Data to process:
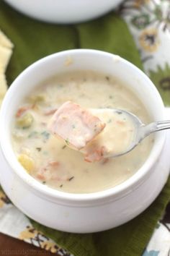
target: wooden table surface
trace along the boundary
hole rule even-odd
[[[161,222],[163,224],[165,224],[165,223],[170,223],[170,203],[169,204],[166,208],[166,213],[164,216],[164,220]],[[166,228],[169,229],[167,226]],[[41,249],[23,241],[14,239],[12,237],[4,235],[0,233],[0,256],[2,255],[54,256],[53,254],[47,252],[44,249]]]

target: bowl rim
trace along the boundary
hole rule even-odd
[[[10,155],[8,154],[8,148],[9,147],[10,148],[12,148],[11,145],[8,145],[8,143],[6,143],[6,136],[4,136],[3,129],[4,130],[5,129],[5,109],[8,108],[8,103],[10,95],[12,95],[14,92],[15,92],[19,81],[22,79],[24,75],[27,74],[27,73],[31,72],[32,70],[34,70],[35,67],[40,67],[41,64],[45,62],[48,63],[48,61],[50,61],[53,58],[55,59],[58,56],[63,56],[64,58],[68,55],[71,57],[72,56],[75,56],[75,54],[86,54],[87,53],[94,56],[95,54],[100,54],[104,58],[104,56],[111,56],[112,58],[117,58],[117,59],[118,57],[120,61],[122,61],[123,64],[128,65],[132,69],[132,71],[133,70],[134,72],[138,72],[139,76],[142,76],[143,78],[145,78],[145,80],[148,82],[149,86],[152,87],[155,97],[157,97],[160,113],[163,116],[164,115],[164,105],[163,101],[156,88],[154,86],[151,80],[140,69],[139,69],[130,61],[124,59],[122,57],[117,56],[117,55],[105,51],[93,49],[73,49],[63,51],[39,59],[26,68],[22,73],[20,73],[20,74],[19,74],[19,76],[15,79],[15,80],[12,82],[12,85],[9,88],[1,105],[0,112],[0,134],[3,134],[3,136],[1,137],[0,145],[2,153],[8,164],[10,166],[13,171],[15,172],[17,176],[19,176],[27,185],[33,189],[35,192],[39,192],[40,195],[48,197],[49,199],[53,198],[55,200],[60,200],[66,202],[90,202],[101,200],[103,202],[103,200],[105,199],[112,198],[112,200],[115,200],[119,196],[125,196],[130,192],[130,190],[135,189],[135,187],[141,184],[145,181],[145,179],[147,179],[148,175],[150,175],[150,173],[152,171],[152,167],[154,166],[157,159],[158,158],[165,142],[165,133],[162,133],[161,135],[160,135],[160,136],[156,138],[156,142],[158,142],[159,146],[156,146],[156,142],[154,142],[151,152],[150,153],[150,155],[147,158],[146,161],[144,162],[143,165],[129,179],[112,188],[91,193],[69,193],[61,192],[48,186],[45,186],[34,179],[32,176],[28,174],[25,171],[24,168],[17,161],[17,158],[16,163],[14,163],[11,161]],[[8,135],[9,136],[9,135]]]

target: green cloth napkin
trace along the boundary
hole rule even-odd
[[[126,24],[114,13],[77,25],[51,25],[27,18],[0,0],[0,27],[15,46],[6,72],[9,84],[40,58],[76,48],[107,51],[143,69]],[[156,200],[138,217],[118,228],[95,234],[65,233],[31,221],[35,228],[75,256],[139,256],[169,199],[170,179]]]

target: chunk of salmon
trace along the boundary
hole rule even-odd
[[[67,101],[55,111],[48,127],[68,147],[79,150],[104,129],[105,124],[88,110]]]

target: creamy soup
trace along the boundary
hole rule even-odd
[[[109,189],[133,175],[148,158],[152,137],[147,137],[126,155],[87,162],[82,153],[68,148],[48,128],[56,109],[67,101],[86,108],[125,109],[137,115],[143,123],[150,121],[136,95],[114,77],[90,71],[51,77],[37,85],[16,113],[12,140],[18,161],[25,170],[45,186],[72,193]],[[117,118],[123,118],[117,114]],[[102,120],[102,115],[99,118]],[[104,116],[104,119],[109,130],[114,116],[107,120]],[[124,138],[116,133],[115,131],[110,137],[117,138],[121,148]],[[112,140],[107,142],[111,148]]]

Your instructions: Convert all of the data above into a JSON list of strings with one string per line, skipping blank lines and leaving the pictures out.

Finished answer:
[
  "target: wooden table surface",
  "trace along the boundary",
  "hole rule even-odd",
  "[[[161,222],[163,224],[165,224],[165,223],[170,223],[170,203],[169,204],[166,208],[166,213],[164,216],[164,220]],[[166,228],[169,229],[167,226]],[[41,249],[23,241],[14,239],[12,237],[4,235],[0,233],[0,256],[2,255],[54,256],[53,254],[47,252],[44,249]]]",
  "target: bowl rim",
  "trace along the boundary",
  "hole rule even-odd",
  "[[[10,155],[8,154],[8,148],[9,147],[10,148],[12,148],[11,145],[8,145],[8,143],[6,143],[6,136],[4,136],[3,129],[4,130],[5,129],[5,109],[8,108],[8,103],[10,95],[12,95],[14,92],[15,92],[19,81],[22,79],[24,75],[27,74],[27,73],[31,72],[32,70],[34,70],[35,67],[40,67],[41,64],[45,62],[48,63],[48,61],[50,61],[53,58],[55,59],[58,56],[63,56],[64,58],[68,55],[71,57],[72,56],[75,56],[75,54],[86,54],[87,53],[94,56],[95,54],[100,54],[104,58],[104,56],[111,56],[112,58],[117,58],[117,59],[118,57],[120,61],[122,61],[123,64],[128,65],[132,69],[132,71],[133,70],[134,72],[138,72],[139,76],[142,76],[143,78],[145,78],[145,80],[148,82],[149,86],[152,87],[155,97],[157,97],[160,113],[163,116],[164,115],[164,105],[163,101],[156,88],[154,86],[151,80],[140,69],[139,69],[130,61],[124,59],[122,57],[117,56],[117,55],[105,51],[93,49],[73,49],[63,51],[39,59],[26,68],[22,73],[20,73],[20,74],[19,74],[19,76],[15,79],[15,80],[12,82],[12,85],[9,88],[1,105],[0,112],[0,134],[3,134],[3,136],[1,137],[0,145],[2,153],[8,164],[10,166],[13,171],[15,172],[17,176],[19,176],[27,185],[33,189],[35,192],[39,192],[40,195],[48,197],[49,199],[53,198],[55,200],[60,200],[66,202],[90,202],[101,200],[103,202],[103,200],[105,199],[112,198],[112,200],[115,200],[119,196],[125,196],[130,192],[130,190],[135,189],[135,187],[141,184],[145,181],[145,179],[147,179],[148,175],[150,175],[150,173],[152,171],[152,167],[154,166],[157,159],[158,158],[165,142],[165,133],[162,133],[161,135],[160,135],[160,136],[156,138],[156,142],[158,142],[159,146],[156,146],[156,142],[154,142],[151,152],[150,153],[150,155],[147,158],[146,161],[144,162],[143,165],[129,179],[112,188],[91,193],[69,193],[61,192],[48,186],[45,186],[34,179],[32,176],[28,174],[25,171],[24,168],[17,161],[17,158],[16,163],[14,163],[11,161]],[[8,135],[9,136],[9,135]]]",
  "target: green cloth napkin",
  "trace along the boundary",
  "hole rule even-odd",
  "[[[126,24],[114,13],[77,25],[51,25],[27,18],[0,0],[0,27],[15,46],[6,72],[9,84],[40,58],[76,48],[107,51],[143,69]],[[156,200],[138,217],[118,228],[95,234],[65,233],[31,221],[35,228],[75,256],[139,256],[169,199],[170,179]]]",
  "target: chunk of salmon",
  "trace along the boundary",
  "hole rule even-odd",
  "[[[67,101],[55,111],[48,127],[68,147],[79,150],[104,129],[105,124],[88,110]]]",
  "target: creamy soup",
  "trace along the boundary",
  "hole rule even-odd",
  "[[[109,189],[133,175],[148,158],[152,137],[147,137],[126,155],[87,162],[82,153],[68,148],[48,128],[56,109],[67,101],[86,108],[125,109],[137,115],[143,123],[150,121],[136,95],[114,77],[90,71],[51,77],[37,85],[16,113],[12,140],[18,161],[25,170],[45,186],[72,193]],[[117,118],[123,118],[117,114]],[[102,120],[102,115],[99,118]],[[104,116],[104,119],[109,130],[114,116],[107,120]],[[124,138],[116,133],[115,131],[110,137],[117,138],[121,148]],[[112,140],[107,142],[111,148]]]"
]